Set of tasks »
1 > Decide whether each statement agrees with the shape function thread, and answer yes or no, quoting the deciding words of the thread: (a) With a cube, the shape function vectors at the dof related to the edge include (0,0,-0.25) and (0,0,-0.5). (b) The mesh that gave vectors not parallel to the edge was created with GMSH. (c) The writer suspects the problem lies with a cell that is a cube.
2 > Write what follows the last sentence of the shape function thread.

I think that there exists something wrong with the cell that are not a
cube, but a hexahedron when initializing the shape functions (fe_values).

I think it would be easier for you to help me with the attachment below.
Thank you very much.
Best regards.
Pham Ngoc Kien

Vào Th 2, 15 thg 4, 2019 vào lúc 21:48 Wolfgang Bangerth <
bange...@colostate.edu> đã viết:

> On 4/11/19 9:17 PM, Phạm Ngọc Kiên wrote:
> > Testing for an edge whose global vertices located from (0,0,0) to
> (0,0,1) in
> > real coordinates.
> > With a cube I get the shape function vectors at the dof related to the
> edge,
> > for examples, (0,0,0), (0,0,-0.25), (0,0,-0.5), (0,0,-1), which are
> parallel
> > to the edge.
> > However, if I create a mesh with GMSH and check the shape function
> vectors,
> > some of them are: (-0.0868383, -0.428, 1), (-0.129933, -0.402772, 1),
> > (-0.052103 -0.2568 0.6),..,
> > which are not parallel to the edge.

Data pointing to named objects
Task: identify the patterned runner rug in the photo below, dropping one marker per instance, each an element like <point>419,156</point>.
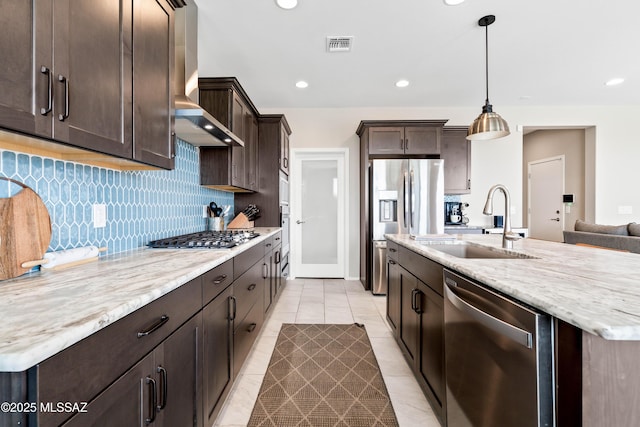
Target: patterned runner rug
<point>323,375</point>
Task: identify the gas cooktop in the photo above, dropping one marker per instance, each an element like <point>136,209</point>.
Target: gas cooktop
<point>205,240</point>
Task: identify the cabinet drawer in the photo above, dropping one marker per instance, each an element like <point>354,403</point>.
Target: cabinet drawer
<point>216,280</point>
<point>247,288</point>
<point>392,251</point>
<point>424,269</point>
<point>245,334</point>
<point>242,262</point>
<point>80,372</point>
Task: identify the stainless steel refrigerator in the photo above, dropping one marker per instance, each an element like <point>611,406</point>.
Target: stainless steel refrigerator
<point>407,197</point>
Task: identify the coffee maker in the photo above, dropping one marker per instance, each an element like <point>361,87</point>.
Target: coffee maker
<point>453,213</point>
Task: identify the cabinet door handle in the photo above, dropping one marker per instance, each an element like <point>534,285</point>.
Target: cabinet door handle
<point>65,82</point>
<point>152,400</point>
<point>232,308</point>
<point>157,325</point>
<point>47,110</point>
<point>219,279</point>
<point>163,387</point>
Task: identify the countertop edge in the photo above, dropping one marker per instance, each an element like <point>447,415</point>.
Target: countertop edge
<point>48,344</point>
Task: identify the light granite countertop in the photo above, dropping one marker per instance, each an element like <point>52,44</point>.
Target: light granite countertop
<point>596,290</point>
<point>46,312</point>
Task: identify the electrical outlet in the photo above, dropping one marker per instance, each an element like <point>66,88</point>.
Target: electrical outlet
<point>625,210</point>
<point>99,216</point>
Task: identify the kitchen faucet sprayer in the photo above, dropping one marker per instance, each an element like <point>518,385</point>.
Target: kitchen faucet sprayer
<point>508,236</point>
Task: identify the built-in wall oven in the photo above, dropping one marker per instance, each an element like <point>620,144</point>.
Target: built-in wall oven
<point>498,359</point>
<point>284,222</point>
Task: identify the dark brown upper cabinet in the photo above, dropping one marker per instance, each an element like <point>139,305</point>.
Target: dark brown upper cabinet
<point>396,138</point>
<point>274,134</point>
<point>456,152</point>
<point>87,98</point>
<point>230,168</point>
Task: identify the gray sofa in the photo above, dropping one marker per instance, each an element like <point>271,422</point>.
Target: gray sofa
<point>621,237</point>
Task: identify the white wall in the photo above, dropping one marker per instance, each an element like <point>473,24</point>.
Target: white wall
<point>617,153</point>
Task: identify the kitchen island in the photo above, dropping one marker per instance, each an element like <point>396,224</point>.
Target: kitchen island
<point>595,292</point>
<point>91,334</point>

Responses to the tasks »
1 >
(a) Yes: "for examples, (0,0,0), (0,0,-0.25), (0,0,-0.5), (0,0,-1), which are"
(b) Yes: "However, if I create a mesh with GMSH and check the shape function"
(c) No: "cube, but a hexahedron when initializing the shape functions (fe_values)."

2 >
> >
> > In my limited opinion, I will get the wrong solution as the shape
> functions
> > created by my code are not parallel to the edge in my model.
> > Could you please tell me why this happen and how to fix it?
>
> Good question. This does sound wrong. To figure out what is happening
> exactly,
> we typically construct small test cases that try to illustrate one
> particular
> issue. In your case, I would try to create a mesh with exactly one cell --
> either the one you have above, or maybe even simpler a cube that is just
> rotated. Then create a DoFHandler on it and output the values of the shape
> functions. This way, you really have only one thing that could go wrong,
> and
> it's easy to demonstrate what you see and how it differs from expectations.
>
> Do you think you could come up with a small program that does this?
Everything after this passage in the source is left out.